┌─ Selected text
Book review: ‘Patron Saint of Lost Dogs’ by Nick Trout

Dr. Cyrus Mills, a veterinary pathologist, has an agenda: Sell his father’s failing veterinary practice and at least get enough for it to pay all his father’s bills. Easier said than done.

Mills has to return to his small rural hometown, Eden Falls, Vermont. He had left fifteen years before when his father decreed he be sent to a boarding school in South Carolina for his freshman year of high school. Mills had not been back to his hometown since. Not even for his beloved mother’s funeral — his father didn’t tell him she had died until after she was buried. So he had not felt the need to attend his father’s funeral either. Cyrus had felt the need to change his last name from Cobb to Mills, his mother’s maiden name.
└─
▸ **Stated problem a**
Please select every line of the records that contains the string "patch", where case counts.
┌─ Dataset excerpts
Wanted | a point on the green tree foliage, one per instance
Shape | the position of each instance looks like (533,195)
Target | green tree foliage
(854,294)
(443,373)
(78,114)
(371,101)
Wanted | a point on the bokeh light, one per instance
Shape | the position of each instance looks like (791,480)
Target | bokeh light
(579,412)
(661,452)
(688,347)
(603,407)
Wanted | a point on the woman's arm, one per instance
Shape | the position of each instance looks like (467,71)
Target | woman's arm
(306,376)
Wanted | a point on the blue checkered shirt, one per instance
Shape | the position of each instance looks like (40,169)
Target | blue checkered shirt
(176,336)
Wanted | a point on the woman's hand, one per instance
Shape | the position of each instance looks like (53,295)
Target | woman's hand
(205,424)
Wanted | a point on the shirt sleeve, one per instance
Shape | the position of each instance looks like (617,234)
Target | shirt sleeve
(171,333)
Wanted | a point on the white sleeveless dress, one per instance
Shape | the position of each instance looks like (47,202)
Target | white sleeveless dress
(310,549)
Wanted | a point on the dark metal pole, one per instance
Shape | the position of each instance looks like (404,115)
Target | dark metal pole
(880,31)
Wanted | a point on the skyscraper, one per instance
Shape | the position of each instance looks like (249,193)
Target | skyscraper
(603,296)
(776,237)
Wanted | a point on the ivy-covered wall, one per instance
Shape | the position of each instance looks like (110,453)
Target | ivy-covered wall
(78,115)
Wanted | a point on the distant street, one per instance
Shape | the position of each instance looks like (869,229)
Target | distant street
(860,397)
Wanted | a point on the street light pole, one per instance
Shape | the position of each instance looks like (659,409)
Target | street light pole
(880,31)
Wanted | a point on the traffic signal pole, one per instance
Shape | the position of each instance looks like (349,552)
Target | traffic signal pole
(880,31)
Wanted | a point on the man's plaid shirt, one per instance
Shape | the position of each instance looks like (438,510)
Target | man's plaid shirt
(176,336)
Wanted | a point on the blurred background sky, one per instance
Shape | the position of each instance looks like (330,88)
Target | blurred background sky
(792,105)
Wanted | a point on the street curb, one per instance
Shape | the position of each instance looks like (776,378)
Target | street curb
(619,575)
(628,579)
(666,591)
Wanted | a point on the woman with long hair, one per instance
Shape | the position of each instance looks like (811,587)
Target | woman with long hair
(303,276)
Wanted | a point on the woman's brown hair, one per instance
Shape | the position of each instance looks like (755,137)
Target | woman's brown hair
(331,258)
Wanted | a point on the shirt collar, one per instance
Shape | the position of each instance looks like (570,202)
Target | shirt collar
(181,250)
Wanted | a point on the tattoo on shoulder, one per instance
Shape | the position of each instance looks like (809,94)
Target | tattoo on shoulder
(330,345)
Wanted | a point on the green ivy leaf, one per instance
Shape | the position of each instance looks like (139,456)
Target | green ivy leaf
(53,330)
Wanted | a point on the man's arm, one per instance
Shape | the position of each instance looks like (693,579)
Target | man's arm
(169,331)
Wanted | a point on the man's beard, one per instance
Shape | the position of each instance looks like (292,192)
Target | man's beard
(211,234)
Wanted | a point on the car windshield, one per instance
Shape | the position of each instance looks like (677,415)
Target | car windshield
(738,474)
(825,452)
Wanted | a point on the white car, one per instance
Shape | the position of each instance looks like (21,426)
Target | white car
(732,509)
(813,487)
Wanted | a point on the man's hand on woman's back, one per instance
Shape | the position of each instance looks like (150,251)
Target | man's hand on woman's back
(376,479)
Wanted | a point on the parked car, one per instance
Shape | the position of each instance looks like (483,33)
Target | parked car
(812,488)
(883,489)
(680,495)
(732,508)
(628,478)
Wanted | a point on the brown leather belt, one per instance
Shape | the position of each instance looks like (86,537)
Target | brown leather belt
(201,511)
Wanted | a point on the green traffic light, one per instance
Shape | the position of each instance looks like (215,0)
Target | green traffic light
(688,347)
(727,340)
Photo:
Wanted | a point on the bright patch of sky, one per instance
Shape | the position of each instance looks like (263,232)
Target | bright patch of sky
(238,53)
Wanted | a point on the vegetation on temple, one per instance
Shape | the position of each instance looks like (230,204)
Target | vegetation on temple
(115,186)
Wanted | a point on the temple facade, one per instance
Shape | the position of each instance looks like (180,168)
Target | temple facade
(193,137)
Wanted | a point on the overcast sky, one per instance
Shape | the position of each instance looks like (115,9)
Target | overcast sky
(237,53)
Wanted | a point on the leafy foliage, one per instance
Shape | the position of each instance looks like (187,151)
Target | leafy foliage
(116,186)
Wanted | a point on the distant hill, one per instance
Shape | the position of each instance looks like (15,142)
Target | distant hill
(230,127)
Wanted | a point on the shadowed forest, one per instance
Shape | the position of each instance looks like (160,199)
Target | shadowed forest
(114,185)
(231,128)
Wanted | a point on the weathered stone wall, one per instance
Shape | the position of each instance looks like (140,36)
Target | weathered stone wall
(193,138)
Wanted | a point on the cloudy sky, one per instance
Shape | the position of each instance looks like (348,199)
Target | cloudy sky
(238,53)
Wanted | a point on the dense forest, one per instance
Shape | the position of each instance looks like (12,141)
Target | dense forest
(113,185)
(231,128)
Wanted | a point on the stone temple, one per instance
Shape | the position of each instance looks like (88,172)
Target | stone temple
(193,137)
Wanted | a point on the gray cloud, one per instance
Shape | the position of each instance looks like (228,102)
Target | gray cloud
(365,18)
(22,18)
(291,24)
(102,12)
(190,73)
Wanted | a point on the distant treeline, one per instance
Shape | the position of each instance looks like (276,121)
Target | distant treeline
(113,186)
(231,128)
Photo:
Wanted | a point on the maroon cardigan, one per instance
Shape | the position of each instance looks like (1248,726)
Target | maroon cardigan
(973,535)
└─
┌─ Dataset excerpts
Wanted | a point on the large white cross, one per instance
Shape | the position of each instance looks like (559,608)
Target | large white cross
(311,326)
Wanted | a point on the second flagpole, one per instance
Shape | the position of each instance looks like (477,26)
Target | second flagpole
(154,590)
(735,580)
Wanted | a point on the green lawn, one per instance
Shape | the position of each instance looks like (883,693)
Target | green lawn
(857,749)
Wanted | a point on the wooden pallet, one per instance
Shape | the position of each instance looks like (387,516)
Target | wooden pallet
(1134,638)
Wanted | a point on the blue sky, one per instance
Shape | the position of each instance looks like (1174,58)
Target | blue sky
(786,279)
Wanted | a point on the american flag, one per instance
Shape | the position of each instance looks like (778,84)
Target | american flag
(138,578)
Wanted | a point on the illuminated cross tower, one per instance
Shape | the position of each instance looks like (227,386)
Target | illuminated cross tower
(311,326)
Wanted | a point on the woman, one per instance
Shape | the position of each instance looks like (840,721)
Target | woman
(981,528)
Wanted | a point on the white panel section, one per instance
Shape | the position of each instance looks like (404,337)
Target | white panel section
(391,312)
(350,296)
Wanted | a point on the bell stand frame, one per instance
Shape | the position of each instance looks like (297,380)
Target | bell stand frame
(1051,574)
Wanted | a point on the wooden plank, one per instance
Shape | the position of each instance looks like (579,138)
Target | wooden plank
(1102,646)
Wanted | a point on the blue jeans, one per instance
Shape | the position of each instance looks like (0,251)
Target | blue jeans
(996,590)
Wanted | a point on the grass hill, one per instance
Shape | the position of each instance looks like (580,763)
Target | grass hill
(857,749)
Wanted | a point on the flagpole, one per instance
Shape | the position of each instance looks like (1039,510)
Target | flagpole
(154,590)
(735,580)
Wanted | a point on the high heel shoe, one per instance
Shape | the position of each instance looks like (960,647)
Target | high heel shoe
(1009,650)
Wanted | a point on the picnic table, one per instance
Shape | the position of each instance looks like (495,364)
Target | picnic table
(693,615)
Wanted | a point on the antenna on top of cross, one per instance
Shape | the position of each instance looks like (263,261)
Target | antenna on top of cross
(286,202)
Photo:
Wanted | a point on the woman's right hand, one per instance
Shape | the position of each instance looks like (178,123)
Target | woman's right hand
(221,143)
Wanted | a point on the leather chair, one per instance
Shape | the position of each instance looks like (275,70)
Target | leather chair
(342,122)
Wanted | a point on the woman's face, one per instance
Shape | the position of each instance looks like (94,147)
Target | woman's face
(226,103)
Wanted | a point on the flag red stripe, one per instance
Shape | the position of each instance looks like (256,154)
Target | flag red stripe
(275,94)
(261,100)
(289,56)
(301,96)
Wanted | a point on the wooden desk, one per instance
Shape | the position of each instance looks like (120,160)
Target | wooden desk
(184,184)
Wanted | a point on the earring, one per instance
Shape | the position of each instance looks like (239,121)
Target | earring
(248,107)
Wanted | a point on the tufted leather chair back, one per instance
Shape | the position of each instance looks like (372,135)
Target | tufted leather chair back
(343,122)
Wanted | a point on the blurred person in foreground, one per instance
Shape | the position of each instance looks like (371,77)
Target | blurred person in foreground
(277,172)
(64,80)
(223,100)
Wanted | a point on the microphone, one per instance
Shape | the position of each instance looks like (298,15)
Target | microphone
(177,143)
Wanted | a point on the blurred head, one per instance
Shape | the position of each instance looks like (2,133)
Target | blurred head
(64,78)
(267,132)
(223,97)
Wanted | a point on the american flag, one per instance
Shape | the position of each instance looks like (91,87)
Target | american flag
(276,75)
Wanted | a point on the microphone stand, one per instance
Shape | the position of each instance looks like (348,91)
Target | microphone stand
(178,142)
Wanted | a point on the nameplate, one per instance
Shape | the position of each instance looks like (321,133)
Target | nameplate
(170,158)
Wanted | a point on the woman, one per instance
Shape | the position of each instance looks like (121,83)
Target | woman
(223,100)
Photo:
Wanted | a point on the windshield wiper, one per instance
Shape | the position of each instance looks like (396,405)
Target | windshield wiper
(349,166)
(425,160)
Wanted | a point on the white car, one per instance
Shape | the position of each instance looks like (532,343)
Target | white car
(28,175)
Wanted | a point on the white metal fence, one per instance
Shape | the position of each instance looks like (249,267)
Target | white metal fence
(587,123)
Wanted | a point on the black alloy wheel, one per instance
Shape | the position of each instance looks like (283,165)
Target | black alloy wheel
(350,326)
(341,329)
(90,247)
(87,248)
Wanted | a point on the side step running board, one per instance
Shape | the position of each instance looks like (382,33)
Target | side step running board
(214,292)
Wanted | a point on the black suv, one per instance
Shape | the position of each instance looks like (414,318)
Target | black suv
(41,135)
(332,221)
└─
▸ **Stated problem b**
Decide whether each statement below agrees with the book review, answering yes or no and quoting the deciding words of the review: (i) Mills left Eden Falls fifteen years before; (ii) Mills attended his mother's funeral; (iii) Mills is his father's surname.

▸ **Exercise answer a**
Wanted | a point on the bright patch of sky, one per instance
Target | bright patch of sky

▸ **Exercise answer b**
(i) Yes: "He had left fifteen years before"
(ii) No: "Not even for his beloved mother’s funeral"
(iii) No: "change his last name from Cobb to Mills, his mother’s maiden name"